Problem details –
Nothing but the line with "Please pick out the black plastic" and the lines after it, through the end of the records below, is to be repeated, exactly as it is.

Entries from a pointing dataset:
***

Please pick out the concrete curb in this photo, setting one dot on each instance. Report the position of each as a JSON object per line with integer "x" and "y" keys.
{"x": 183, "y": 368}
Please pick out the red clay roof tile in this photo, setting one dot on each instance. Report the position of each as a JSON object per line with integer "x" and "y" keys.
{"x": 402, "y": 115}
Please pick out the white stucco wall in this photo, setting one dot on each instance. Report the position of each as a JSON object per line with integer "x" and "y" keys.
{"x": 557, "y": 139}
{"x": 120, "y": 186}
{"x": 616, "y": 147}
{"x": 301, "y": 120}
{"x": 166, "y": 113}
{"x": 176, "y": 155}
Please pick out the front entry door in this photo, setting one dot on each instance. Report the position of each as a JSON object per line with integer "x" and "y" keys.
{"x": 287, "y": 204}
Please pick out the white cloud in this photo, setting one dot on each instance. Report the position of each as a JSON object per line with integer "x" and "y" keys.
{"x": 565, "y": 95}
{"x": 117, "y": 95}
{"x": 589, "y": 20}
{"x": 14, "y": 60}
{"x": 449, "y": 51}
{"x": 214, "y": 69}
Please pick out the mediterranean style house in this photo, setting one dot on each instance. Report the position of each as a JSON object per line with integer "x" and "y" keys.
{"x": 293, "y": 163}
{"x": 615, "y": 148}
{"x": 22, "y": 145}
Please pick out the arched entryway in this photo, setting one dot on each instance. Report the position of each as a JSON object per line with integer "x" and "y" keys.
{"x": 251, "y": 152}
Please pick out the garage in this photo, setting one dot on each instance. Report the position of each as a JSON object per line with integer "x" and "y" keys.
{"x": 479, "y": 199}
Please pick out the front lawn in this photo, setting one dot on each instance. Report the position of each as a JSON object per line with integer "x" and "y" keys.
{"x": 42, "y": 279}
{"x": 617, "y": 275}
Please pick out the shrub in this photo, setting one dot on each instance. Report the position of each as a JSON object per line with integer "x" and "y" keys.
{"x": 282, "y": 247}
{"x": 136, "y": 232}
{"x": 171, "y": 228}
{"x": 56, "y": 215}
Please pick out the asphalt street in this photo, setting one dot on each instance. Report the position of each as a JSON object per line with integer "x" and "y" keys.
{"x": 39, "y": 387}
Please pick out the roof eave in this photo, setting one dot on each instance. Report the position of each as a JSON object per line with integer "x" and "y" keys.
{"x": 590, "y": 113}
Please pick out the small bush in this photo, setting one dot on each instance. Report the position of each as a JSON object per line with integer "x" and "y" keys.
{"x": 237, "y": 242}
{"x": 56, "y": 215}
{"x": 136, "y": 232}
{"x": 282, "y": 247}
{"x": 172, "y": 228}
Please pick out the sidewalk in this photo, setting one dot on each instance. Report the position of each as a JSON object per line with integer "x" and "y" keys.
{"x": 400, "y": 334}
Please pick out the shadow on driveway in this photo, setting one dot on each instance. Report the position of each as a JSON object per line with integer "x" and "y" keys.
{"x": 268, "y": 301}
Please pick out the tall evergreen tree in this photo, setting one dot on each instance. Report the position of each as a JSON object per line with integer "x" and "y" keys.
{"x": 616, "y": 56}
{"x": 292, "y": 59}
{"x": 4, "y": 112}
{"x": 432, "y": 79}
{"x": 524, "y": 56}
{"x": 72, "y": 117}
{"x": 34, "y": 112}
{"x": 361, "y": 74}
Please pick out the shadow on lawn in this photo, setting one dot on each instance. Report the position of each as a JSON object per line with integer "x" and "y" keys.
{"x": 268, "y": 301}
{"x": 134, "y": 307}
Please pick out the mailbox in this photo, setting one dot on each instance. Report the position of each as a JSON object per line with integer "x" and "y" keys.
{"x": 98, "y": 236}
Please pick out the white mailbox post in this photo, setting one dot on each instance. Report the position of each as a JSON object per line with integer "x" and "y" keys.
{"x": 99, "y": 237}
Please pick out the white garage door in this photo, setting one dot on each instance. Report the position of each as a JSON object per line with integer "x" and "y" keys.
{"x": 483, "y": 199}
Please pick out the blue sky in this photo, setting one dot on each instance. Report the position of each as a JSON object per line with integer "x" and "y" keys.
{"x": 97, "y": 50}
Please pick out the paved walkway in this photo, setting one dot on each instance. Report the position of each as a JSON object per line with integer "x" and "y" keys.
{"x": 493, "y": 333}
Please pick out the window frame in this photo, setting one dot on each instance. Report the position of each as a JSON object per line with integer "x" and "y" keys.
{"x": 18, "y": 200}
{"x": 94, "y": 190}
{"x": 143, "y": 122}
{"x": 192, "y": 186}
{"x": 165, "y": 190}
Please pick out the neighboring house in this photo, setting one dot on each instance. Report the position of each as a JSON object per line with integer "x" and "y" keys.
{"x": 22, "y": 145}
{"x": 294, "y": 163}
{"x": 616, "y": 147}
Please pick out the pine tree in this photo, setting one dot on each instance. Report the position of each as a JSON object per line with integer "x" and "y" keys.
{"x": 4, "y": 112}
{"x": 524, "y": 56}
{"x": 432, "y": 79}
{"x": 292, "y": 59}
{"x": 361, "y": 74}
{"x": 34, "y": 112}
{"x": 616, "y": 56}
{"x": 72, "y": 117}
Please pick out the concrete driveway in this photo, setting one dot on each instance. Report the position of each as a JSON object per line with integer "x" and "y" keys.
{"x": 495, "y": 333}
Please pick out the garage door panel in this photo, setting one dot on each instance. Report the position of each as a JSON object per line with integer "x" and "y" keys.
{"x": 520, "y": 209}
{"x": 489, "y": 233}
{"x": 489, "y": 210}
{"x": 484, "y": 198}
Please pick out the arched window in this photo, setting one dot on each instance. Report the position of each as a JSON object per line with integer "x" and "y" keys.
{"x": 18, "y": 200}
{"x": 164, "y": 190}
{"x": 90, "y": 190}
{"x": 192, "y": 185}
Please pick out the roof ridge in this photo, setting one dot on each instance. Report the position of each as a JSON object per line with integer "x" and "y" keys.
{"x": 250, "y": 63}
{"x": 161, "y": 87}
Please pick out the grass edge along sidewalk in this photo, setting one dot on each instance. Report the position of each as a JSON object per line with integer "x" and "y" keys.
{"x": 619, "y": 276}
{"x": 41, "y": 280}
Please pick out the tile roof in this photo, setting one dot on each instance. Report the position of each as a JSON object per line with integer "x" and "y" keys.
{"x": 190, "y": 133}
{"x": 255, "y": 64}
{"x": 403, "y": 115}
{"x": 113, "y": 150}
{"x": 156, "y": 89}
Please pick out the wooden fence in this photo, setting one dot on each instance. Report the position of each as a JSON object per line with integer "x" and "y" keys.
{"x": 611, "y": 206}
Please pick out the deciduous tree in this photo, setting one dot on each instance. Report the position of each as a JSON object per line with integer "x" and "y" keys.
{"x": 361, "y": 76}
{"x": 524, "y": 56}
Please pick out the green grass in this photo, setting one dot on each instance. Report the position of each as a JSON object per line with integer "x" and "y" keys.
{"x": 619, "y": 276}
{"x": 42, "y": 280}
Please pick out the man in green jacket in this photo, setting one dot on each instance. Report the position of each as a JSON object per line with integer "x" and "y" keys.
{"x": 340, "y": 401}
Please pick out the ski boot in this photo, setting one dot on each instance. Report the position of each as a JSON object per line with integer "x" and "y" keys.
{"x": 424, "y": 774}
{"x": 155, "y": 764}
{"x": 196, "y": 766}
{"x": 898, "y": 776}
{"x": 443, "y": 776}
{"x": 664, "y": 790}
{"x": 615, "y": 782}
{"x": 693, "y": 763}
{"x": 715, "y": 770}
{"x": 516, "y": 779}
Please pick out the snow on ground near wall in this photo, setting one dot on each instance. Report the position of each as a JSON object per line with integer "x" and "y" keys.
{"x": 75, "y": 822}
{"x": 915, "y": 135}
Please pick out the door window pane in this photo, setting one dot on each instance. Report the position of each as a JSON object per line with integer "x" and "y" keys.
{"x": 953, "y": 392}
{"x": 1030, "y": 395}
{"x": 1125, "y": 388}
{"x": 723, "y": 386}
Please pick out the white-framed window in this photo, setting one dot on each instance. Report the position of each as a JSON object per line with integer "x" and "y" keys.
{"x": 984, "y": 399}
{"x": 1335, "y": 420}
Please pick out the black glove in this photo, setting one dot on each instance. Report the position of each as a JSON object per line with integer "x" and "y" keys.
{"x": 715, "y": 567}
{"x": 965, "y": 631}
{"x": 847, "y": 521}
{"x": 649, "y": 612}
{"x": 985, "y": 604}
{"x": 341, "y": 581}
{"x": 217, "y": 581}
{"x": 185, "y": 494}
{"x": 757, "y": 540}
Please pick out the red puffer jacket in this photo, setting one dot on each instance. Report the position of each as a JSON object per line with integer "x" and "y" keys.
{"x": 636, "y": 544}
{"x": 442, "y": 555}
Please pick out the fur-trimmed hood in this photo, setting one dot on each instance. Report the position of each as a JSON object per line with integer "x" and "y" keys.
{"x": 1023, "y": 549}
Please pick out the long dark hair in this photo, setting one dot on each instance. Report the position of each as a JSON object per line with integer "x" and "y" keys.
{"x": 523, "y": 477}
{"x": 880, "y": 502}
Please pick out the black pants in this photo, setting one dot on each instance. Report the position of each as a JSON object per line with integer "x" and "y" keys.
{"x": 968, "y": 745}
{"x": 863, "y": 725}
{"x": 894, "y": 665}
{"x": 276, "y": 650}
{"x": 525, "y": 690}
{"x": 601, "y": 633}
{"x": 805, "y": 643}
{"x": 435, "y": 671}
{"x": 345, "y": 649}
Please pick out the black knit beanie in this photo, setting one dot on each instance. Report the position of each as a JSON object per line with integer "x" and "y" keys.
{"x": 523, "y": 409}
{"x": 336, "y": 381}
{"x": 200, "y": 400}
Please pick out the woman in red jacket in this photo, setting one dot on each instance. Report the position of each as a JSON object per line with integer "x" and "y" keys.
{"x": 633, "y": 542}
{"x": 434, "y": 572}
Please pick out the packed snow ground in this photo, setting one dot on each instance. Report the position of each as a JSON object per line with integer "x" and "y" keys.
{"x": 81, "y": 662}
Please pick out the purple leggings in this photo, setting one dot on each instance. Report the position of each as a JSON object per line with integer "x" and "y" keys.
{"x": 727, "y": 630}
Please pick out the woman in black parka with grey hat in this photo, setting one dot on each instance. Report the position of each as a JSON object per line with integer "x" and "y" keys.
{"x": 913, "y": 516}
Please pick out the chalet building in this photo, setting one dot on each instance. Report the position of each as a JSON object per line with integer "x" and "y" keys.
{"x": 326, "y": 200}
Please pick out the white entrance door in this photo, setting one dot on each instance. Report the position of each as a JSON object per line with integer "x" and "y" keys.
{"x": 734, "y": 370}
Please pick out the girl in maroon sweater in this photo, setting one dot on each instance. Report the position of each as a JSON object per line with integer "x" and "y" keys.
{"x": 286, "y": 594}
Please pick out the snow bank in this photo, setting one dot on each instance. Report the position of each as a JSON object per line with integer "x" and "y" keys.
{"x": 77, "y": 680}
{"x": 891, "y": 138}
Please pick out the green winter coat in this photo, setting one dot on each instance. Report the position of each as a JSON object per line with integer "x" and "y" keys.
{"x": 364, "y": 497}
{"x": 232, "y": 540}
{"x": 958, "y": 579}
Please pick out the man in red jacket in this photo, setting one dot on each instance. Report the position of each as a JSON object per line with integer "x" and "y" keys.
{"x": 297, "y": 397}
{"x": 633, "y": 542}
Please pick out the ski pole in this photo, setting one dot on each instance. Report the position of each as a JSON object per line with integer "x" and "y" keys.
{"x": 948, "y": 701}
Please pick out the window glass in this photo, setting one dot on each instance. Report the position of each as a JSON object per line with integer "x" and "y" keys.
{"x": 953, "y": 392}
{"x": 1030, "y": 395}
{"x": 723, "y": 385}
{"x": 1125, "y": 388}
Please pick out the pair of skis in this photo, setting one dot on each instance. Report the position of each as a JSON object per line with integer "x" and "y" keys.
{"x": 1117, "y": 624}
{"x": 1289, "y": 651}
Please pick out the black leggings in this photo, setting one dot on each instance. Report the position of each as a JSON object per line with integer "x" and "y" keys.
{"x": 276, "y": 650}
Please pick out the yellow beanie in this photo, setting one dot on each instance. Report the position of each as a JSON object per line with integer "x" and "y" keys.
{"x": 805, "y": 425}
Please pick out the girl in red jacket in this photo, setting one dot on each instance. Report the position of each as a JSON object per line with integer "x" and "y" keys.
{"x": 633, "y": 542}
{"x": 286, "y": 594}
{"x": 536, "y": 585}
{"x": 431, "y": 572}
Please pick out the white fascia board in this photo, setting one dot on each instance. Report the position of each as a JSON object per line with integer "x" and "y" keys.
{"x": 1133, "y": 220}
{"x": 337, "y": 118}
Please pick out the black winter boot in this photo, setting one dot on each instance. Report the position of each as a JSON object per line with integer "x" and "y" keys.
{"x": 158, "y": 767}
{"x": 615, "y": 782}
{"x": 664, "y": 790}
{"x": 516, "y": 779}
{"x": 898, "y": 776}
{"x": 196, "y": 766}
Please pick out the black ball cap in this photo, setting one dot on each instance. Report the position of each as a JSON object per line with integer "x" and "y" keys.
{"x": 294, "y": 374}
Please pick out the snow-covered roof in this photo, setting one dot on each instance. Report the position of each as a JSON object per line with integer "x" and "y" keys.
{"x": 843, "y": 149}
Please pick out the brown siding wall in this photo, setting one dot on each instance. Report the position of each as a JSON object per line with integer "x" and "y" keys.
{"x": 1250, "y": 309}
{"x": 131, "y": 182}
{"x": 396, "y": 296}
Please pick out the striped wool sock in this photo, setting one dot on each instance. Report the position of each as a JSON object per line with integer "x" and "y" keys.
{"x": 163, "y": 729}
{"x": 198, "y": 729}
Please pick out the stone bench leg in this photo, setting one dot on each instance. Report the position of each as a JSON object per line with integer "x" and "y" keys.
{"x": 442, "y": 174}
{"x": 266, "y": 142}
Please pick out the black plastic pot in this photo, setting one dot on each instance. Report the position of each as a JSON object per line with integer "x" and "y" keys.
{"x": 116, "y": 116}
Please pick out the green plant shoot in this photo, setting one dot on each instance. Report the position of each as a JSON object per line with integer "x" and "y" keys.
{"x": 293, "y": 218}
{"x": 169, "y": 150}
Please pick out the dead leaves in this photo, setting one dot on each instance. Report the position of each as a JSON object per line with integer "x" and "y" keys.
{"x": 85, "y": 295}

***

Solution below –
Please pick out the black plastic pot in this photo, setting one dot on each instance. Report the position of each as a JSON object per line with integer "x" and "y" keys.
{"x": 116, "y": 116}
Please pick out the green plant shoot in this photo, setting one dot on each instance. Report the position of each as a JSON object per line with integer "x" and "y" keys.
{"x": 293, "y": 218}
{"x": 169, "y": 150}
Please pick out the dead leaves in this photo, setting one dot on each instance. Report the position of each as a JSON object per line with integer "x" and "y" keys.
{"x": 85, "y": 295}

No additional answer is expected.